“undertone” Slow Burns Into a Soundscape of Indie Horror

Nina Kiri attends the premiere of undertone by Ian Tuason, an official selection of the 2026 Sundance Film Festival. (© 2026 Sundance Institute | Photo by Lauren Hartmann for Sundance Film Festival)

By Ramona Flume

There’s a lot of listening involved in Ian Tuason’s directorial debut, undertone, which screened at the Sundance Film Festival on January 24 at the Library Center Theatre to a palpably excited Midnight audience. 


Good thing actor Nina Kiri (The Handmaid’s Tale) is such a captivating listener to watch on the big screen.  

 

Kiri stars as Evy Babic, the co-host of The Undertone paranormal podcast, and film audiences are spoiled with her alluringly emotive active-listening skills as she becomes the solitary haunted figure in an increasingly audial-centric environment. We don’t ever see her “believer” co-host, Justin, (Adam DiMarco, The White Lotus). We only hear his voice when Evy dons her headphones at her home office desk to record their episodes remotely.

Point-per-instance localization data
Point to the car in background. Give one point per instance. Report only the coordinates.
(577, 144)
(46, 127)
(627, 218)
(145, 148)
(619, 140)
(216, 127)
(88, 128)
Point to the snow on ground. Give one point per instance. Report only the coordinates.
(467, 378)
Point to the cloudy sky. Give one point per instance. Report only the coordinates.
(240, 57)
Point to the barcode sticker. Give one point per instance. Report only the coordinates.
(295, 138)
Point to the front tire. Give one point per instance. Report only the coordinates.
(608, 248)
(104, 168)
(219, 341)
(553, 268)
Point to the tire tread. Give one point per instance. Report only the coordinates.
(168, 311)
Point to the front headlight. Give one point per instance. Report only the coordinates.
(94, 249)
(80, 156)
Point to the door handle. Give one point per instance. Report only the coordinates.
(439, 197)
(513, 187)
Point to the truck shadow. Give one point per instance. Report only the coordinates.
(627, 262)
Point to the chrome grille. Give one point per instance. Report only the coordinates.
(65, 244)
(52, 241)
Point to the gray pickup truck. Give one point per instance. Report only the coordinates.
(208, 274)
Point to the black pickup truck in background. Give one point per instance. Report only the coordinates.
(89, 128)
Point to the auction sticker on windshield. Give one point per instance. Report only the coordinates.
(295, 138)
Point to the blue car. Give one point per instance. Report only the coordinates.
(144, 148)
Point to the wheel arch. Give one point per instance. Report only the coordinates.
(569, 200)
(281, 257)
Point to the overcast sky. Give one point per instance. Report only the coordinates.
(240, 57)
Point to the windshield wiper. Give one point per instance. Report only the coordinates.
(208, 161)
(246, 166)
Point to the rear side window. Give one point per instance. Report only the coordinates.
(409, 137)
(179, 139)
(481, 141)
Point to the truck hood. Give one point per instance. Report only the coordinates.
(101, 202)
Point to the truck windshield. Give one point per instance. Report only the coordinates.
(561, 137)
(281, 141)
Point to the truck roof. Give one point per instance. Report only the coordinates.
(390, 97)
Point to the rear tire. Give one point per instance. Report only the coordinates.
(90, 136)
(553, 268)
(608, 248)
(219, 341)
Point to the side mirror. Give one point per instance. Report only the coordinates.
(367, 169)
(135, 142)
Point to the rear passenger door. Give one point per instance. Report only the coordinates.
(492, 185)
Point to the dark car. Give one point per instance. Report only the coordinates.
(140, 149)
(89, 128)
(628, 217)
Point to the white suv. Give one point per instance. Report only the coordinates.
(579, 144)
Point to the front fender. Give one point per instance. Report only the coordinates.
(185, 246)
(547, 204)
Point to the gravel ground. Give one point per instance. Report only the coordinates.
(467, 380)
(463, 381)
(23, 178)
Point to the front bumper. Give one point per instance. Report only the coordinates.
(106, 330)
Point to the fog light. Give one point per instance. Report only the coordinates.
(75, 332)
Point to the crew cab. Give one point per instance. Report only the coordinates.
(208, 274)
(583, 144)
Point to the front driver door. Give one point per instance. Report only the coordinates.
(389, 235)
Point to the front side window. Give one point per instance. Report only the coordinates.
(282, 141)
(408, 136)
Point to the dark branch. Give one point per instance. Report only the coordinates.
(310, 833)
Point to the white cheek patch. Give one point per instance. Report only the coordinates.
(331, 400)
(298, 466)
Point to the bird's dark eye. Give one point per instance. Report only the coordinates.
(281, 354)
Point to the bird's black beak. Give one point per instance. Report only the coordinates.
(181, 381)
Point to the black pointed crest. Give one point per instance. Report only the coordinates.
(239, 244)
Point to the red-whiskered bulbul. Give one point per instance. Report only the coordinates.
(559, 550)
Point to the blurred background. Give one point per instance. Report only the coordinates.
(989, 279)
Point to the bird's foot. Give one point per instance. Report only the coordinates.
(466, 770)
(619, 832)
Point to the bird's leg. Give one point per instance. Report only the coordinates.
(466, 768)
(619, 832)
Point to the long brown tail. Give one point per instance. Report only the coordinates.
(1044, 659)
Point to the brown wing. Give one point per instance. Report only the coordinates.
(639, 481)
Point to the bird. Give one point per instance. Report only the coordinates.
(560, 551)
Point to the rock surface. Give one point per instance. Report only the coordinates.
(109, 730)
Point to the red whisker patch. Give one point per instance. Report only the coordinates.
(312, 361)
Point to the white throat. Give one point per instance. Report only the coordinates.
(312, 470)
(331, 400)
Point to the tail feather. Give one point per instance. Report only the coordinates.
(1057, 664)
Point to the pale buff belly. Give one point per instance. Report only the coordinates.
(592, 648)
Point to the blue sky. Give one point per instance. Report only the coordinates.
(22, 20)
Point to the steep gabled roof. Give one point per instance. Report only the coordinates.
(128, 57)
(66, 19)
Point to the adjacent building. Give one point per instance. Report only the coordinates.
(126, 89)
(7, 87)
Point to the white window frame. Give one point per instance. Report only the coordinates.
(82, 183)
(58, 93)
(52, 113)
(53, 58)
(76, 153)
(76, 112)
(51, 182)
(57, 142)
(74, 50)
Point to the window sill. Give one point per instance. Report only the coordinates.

- _WORK TO BE COMPLETED_:
Write out the full undertone review word for word. The records have nothing to do with the review.

- _WRITTEN ANSWER_:
“undertone” Slow Burns Into a Soundscape of Indie Horror

Nina Kiri attends the premiere of undertone by Ian Tuason, an official selection of the 2026 Sundance Film Festival. (© 2026 Sundance Institute | Photo by Lauren Hartmann for Sundance Film Festival)

By Ramona Flume

There’s a lot of listening involved in Ian Tuason’s directorial debut, undertone, which screened at the Sundance Film Festival on January 24 at the Library Center Theatre to a palpably excited Midnight audience. 


Good thing actor Nina Kiri (The Handmaid’s Tale) is such a captivating listener to watch on the big screen.  

 

Kiri stars as Evy Babic, the co-host of The Undertone paranormal podcast, and film audiences are spoiled with her alluringly emotive active-listening skills as she becomes the solitary haunted figure in an increasingly audial-centric environment. We don’t ever see her “believer” co-host, Justin, (Adam DiMarco, The White Lotus). We only hear his voice when Evy dons her headphones at her home office desk to record their episodes remotely.